↓

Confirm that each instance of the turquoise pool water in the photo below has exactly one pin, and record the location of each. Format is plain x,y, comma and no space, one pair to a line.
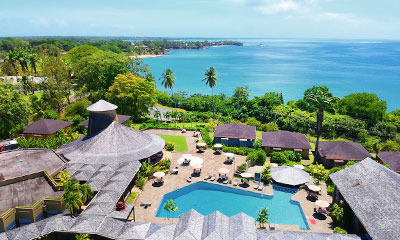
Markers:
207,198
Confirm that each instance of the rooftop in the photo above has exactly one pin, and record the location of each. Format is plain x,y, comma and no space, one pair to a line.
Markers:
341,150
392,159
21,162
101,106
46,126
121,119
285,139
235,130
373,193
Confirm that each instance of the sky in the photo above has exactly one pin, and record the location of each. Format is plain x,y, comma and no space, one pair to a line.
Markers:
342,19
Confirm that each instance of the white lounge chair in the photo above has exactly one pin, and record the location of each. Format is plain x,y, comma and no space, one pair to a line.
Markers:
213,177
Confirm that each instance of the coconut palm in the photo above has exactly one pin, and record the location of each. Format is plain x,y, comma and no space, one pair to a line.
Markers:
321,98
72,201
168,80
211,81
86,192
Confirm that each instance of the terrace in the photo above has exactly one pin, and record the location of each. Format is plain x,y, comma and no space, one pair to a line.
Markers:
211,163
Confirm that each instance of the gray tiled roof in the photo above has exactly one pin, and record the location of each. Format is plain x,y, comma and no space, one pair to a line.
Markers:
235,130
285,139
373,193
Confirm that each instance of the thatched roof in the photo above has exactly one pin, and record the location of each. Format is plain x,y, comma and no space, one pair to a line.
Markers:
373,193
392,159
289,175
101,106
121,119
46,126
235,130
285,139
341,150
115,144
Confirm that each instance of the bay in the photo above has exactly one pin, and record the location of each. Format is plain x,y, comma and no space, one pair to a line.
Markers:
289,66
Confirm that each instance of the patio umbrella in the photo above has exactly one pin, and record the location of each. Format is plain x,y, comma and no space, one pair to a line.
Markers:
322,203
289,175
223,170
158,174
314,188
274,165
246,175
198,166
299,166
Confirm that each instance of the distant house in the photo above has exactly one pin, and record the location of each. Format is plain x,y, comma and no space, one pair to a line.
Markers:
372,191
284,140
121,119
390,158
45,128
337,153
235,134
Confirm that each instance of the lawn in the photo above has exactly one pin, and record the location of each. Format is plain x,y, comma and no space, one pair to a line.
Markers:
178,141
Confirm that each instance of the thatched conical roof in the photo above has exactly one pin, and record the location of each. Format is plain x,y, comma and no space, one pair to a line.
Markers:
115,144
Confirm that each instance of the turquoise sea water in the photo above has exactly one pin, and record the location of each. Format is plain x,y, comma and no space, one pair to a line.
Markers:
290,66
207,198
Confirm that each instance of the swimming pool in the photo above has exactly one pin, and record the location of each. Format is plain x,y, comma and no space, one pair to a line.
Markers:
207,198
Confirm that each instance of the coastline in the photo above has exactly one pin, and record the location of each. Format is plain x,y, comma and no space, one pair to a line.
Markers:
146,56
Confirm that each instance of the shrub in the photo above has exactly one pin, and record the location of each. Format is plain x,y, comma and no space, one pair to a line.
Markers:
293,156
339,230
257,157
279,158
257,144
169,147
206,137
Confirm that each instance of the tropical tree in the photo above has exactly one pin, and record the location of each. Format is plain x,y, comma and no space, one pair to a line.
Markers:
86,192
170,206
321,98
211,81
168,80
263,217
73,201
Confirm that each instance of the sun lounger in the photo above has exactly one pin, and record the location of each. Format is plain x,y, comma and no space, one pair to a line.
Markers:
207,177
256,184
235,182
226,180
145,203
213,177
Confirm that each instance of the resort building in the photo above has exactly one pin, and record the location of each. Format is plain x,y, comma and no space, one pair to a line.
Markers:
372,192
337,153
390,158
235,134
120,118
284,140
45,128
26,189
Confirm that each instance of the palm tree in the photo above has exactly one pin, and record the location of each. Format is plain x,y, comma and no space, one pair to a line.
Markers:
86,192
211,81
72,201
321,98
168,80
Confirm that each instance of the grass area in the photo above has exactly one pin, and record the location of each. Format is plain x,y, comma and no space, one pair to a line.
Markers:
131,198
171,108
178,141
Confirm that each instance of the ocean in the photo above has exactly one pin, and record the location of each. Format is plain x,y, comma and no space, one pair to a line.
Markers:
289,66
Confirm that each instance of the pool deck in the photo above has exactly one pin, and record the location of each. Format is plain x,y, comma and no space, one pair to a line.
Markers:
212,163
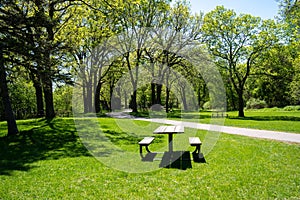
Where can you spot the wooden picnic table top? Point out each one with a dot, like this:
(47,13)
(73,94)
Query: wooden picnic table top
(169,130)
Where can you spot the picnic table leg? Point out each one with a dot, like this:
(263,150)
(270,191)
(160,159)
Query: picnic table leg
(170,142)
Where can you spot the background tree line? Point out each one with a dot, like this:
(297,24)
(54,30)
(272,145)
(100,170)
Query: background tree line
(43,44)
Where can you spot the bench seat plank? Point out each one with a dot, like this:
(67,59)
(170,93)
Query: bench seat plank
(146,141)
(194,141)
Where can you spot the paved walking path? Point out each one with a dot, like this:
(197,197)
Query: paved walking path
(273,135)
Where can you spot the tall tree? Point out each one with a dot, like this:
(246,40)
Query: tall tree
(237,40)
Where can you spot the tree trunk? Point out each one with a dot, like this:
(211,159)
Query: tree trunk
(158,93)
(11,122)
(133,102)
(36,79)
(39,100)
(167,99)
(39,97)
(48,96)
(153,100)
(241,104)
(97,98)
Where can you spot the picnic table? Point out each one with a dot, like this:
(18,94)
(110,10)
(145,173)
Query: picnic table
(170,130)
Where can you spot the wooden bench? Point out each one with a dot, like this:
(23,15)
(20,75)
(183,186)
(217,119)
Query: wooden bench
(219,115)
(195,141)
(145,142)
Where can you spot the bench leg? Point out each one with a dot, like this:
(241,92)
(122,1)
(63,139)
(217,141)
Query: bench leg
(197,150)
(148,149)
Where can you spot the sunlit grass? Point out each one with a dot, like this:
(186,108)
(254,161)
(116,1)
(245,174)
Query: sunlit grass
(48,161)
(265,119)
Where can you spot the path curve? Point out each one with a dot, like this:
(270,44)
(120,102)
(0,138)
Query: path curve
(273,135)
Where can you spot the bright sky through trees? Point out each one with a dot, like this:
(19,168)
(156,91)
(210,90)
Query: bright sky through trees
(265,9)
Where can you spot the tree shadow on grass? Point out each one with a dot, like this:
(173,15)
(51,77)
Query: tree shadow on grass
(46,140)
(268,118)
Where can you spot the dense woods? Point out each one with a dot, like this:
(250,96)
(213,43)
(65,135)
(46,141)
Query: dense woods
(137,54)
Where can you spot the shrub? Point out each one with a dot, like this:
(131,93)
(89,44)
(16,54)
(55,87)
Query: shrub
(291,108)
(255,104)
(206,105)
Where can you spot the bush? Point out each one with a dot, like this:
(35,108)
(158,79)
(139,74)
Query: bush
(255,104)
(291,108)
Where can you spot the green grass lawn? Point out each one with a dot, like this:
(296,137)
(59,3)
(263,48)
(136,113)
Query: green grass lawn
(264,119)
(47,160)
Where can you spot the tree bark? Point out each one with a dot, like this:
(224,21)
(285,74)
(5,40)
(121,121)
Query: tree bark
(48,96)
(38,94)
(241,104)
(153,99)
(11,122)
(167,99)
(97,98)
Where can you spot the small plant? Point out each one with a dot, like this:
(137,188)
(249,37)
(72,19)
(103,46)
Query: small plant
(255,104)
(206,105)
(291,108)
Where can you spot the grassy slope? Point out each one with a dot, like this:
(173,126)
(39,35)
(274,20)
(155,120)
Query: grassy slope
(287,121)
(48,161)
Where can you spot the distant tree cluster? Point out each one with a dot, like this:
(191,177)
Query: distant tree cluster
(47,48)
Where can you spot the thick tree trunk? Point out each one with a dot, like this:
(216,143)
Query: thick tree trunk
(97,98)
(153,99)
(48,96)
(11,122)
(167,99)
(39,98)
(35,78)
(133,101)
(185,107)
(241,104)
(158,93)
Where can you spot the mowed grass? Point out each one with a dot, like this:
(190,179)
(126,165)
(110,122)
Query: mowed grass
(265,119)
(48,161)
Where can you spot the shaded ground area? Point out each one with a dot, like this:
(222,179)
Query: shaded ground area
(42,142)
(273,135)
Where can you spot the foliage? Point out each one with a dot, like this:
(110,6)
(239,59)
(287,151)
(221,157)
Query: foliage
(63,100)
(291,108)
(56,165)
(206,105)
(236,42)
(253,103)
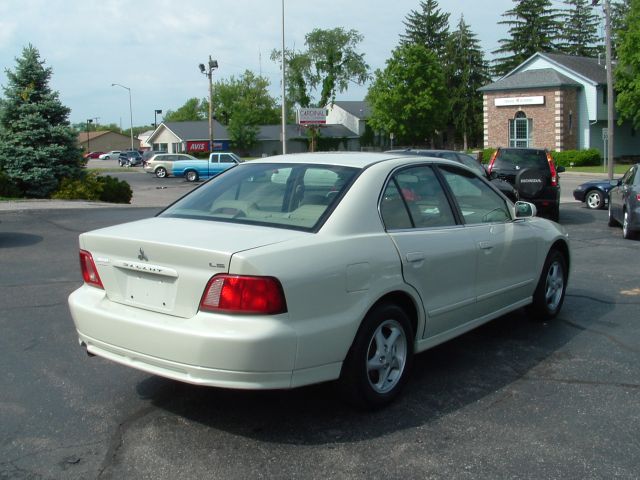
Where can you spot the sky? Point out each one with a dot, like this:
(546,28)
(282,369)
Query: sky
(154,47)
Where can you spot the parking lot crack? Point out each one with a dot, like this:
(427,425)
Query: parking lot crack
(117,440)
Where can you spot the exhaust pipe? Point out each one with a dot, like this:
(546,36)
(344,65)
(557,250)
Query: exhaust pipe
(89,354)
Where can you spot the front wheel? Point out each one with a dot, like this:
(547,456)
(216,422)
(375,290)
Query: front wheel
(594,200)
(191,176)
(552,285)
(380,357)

↑
↓

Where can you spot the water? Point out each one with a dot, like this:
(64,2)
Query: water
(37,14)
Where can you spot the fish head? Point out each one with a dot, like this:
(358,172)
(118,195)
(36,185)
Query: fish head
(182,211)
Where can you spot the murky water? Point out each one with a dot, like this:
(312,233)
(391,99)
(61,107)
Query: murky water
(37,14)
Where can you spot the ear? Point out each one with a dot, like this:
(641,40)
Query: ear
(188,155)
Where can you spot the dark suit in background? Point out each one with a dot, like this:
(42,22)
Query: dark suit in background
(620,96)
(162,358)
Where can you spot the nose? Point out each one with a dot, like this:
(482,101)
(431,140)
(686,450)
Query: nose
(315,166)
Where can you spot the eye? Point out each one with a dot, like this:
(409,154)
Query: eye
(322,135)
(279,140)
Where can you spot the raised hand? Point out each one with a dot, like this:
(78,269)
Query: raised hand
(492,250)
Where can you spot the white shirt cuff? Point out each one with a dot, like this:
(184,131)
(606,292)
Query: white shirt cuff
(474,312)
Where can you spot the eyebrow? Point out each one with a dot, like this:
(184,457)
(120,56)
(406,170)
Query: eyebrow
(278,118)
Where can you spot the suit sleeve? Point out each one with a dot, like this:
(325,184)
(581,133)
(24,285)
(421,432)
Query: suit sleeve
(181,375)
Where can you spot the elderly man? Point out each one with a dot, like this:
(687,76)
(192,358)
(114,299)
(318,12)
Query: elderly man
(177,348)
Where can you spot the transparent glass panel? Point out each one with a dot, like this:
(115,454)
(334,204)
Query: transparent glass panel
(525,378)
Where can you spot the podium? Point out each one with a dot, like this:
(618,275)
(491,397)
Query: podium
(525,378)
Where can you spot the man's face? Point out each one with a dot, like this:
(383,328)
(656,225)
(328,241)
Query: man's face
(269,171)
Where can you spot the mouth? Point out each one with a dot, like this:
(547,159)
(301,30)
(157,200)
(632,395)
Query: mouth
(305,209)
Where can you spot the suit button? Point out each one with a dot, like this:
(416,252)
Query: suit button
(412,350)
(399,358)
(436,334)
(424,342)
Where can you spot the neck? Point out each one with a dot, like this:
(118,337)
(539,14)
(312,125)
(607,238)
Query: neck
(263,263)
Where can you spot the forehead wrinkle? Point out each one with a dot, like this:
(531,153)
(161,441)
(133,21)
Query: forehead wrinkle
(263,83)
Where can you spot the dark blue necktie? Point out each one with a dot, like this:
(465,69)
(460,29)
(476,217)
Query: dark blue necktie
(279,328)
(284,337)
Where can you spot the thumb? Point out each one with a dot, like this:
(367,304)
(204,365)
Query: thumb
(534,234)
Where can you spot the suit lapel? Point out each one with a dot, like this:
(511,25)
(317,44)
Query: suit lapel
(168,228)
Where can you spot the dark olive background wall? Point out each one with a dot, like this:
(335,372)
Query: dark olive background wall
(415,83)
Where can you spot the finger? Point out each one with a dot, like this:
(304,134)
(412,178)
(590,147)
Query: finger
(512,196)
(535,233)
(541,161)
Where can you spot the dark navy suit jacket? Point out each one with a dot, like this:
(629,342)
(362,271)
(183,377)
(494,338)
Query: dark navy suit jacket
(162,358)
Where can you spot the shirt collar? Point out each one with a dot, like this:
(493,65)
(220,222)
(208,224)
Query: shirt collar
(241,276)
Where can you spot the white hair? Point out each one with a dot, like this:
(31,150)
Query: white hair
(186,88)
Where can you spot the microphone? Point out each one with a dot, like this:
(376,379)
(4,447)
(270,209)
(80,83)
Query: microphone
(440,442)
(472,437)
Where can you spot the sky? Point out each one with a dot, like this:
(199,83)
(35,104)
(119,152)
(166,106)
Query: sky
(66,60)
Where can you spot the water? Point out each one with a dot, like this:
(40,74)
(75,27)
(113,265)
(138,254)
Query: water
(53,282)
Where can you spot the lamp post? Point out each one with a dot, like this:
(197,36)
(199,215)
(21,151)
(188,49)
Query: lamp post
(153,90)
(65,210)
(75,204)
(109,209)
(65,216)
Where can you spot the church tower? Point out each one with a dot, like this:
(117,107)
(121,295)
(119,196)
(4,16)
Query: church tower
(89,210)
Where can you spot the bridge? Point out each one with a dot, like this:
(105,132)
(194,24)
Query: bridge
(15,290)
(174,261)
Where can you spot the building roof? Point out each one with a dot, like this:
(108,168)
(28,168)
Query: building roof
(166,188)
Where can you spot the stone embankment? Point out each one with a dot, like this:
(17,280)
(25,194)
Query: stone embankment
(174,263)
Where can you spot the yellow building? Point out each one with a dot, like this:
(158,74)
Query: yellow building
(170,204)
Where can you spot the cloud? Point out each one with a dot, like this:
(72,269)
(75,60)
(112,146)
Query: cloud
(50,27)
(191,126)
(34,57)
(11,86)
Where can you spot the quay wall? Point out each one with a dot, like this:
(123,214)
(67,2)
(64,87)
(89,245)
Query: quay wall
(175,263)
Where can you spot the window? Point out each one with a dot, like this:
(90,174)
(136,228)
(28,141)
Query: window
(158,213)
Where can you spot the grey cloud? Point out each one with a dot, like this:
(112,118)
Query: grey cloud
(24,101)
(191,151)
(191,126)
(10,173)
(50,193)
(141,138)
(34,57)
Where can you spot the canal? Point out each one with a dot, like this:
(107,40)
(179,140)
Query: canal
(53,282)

↑

» Exercise: How many lines in the items above contain the string "eyebrow"? Reply with the number only.

» The completed task: 2